By David M. MacMillan


  1. Ewbank's Hydraulics - Tympanum or Scoop Wheel
  2. Ewbank's Hydraulics - Wirtz' Pump
  3. Leupold's Theatrum Machinarum
  4. The Author's Experimental Scoop Wheel

The "scoop wheel" or "tympanum" is a sort of a two-dimensional Archimedean screw. It may be used to raise water or rolling balls to the height of its own axis, half of its overall height. It is therefore not as efficient in terms of constructional complexity as some other lifters which can lift a ball to their full height, but in its spiral motion it has an almost hypnotic appeal.

Perhaps because of this, devices resembling the scoop wheel are common in the history of perpetual motion schemes. These are discussed in Ord-Hume. A general flavor of tympanum-like perpetual motion schemes may be obtained from the following illustration, Fig. IX of Tab[leau] VII in Tomus [Volume] I of Leupold's Theatrum Machinarum:

A Tympanum-like Perpetual Motion Scheme
(Leupold. Theatrum Machinarum. 1724. Tomus I, Tab[leau] VII, Fig IX.)
Image public domain

Devices of this sort are also linked to medieval Arabic water (mercury) clocks and to descending cylinder compartmented water clocks.

Several variations on the tympanum and scoop wheel are discussed in Thomas Ewbank's Hydraulics. These discussions are reproduced here from the 16th edition of 1876. Ewbank's treatment is concerned entirely with the hydraulic aspects of these devices.

Given exercise A —
Summarize the scoop wheel text in three sentences.
Given exercise B —
Continue the scoop wheel text, starting after its last sentence.

Named-object pointing entries:
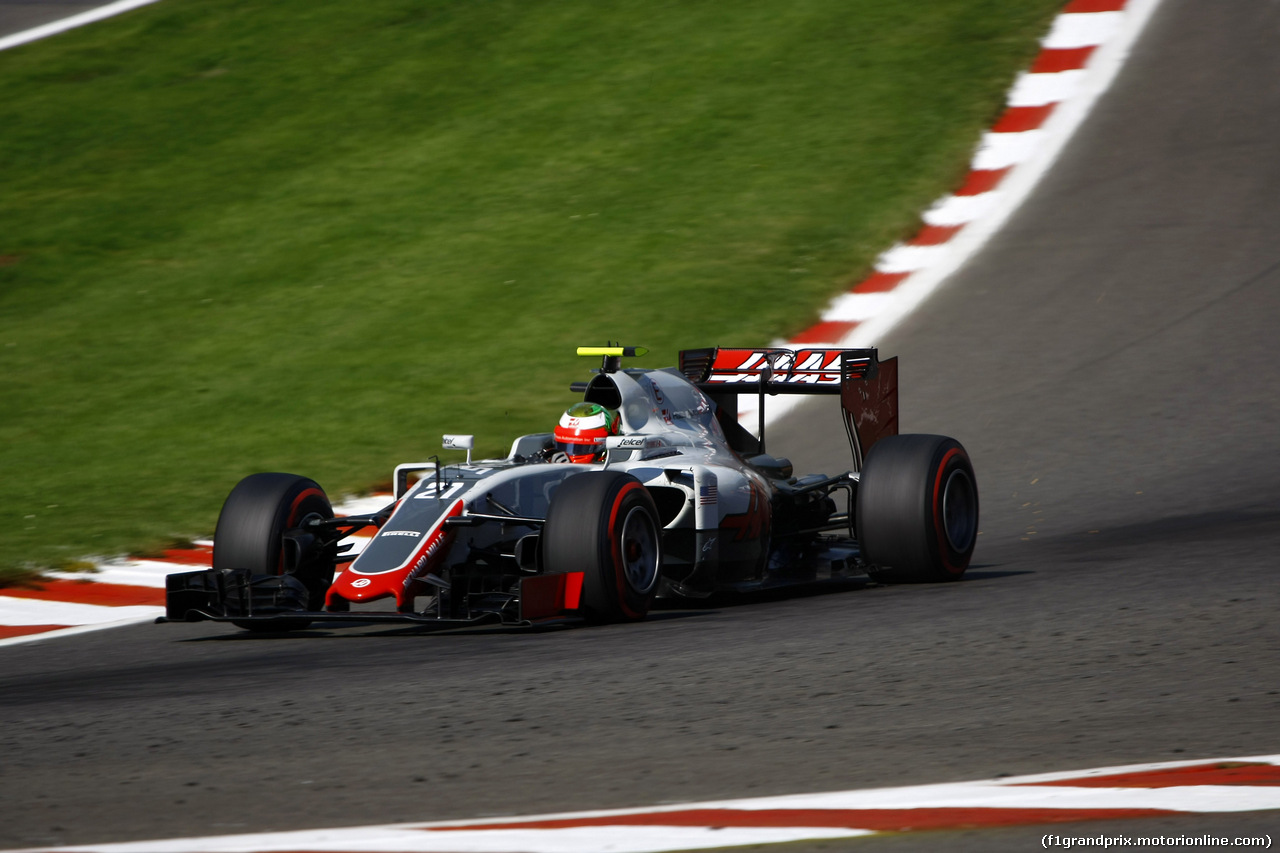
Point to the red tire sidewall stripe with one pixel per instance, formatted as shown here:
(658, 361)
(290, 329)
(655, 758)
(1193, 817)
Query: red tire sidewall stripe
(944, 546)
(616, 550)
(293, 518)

Final result A —
The scoop wheel, or tympanum, works like a two-dimensional Archimedean screw and can raise water or rolling balls only to the height of its axis, half its overall height. That makes it less efficient in construction than lifters that reach their full height, but its spiral motion has an almost hypnotic appeal, and similar devices are common in perpetual motion schemes and are linked to medieval Arabic water (mercury) clocks and descending cylinder compartmented water clocks. Thomas Ewbank's Hydraulics discusses several variations on the device from a purely hydraulic standpoint, and those discussions are reproduced from its 16th edition of 1876.

Final result B —
Ewbank's Hydraulics - The Tympanum or Scoop Wheel

[Page 110; running head "The Tympanum."; text public domain]

The tympanum consists of a series of gutters united at their open ends to a horizontal shaft, which is made hollow at one end and placed a little higher than where the water is to be elevated; the gutters are arranged as radii, and are of sufficient length to extend from the shaft to a short distance below the surface of the water, as represented by the annexed diagram.

ewbank 44
Thomas Ewbank. Hydraulics. 16th ed., 1876. Fig. 44.
Image public domain

S, the shaft; G, G, the gutters; A, a trough to take away the water. The arrow indicates the direction in which the wheel turns; each gutter, as it revolves scoops up a portion of water and elevates it, till by the inclination to the axle, it flows towards the latter, and is discharged through one end of it.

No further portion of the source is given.